> Task details: Write out the passage below about the artist Jones and his light works word for word, from start to finish.

> Reading text:
-.-.-

Working with installation and sculpture, with drawing, filmmaking and found objects, Jones’s use of light is the formal element that binds together all his various solo and collaborative projects. Works such as 68 Fletcher Street Bondi, 20:20, 8.6.03 [2003] and White Lines [2005] suggest the stark beauty of the work of Dan Flavin and Donald Judd, yet their simple materials – hanging light bulbs in the case of 68 Fletcher Street and fluorescent tubes in White Lines – reference the pattering found in Indigenous wood and rock carvings. Jones’s works are also profoundly connected to the landscape, both as it is, and as it was. 68 Fletcher Street Bondi is a three dimensional drawing of the Bondi headland, while works commissioned for corporate clients such as Jones’s massive installation of White Lines for Westpac in Sydney’s CBD, are built up from research into the site’s history.

Born in 1978, Jones claims Kamilaroi/Wiradjuri heritage. He grew up both in Sydney and in a small town outside Tamworth, moving between members of his extended family. In the country he stayed with his grandmother, a Wiradjuri woman from Bathurst. Jones describes his grandmother as someone “relaxed with her Aboriginality. I got to absorb a sense of that [Aboriginality] from her, and probably more from her than from my grandfather or my mother.” Jones says this maternal influence had a great effect on him, not just in his sense of Aboriginal identity, but as an artist. “I think that those influences were the reason I took the turn I took, as opposed to the rest of the family, who never really embraced their ancestry, their Aboriginality,” says Jones. “I came along as an artist and I’ve been trying to figure that [influence] out.”

-.-.-

> Provided records:
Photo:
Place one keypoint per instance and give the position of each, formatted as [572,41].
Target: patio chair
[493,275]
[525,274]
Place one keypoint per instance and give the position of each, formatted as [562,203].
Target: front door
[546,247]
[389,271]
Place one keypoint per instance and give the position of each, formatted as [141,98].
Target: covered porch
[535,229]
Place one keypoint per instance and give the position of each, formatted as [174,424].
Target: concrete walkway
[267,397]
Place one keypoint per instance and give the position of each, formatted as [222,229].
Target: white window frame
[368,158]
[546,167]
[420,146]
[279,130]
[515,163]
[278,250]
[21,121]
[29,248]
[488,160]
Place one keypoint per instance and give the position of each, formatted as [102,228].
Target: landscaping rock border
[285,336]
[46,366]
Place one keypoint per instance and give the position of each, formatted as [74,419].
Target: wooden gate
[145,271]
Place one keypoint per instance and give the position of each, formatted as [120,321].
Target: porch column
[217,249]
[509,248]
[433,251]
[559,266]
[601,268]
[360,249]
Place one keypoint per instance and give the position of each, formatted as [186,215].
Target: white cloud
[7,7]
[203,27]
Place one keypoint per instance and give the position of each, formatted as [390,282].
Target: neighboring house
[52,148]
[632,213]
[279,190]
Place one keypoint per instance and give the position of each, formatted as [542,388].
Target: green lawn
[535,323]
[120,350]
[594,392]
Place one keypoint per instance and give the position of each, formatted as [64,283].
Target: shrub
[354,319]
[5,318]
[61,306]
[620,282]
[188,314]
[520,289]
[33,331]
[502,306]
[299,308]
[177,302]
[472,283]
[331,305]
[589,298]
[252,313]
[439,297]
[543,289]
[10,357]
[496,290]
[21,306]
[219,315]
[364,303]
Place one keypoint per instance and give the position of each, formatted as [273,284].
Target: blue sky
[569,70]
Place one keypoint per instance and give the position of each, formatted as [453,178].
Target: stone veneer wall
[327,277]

-.-.-

> Response to this exercise:
Working with installation and sculpture, with drawing, filmmaking and found objects, Jones’s use of light is the formal element that binds together all his various solo and collaborative projects. Works such as 68 Fletcher Street Bondi, 20:20, 8.6.03 [2003] and White Lines [2005] suggest the stark beauty of the work of Dan Flavin and Donald Judd, yet their simple materials – hanging light bulbs in the case of 68 Fletcher Street and fluorescent tubes in White Lines – reference the pattering found in Indigenous wood and rock carvings. Jones’s works are also profoundly connected to the landscape, both as it is, and as it was. 68 Fletcher Street Bondi is a three dimensional drawing of the Bondi headland, while works commissioned for corporate clients such as Jones’s massive installation of White Lines for Westpac in Sydney’s CBD, are built up from research into the site’s history.

Born in 1978, Jones claims Kamilaroi/Wiradjuri heritage. He grew up both in Sydney and in a small town outside Tamworth, moving between members of his extended family. In the country he stayed with his grandmother, a Wiradjuri woman from Bathurst. Jones describes his grandmother as someone “relaxed with her Aboriginality. I got to absorb a sense of that [Aboriginality] from her, and probably more from her than from my grandfather or my mother.” Jones says this maternal influence had a great effect on him, not just in his sense of Aboriginal identity, but as an artist. “I think that those influences were the reason I took the turn I took, as opposed to the rest of the family, who never really embraced their ancestry, their Aboriginality,” says Jones. “I came along as an artist and I’ve been trying to figure that [influence] out.”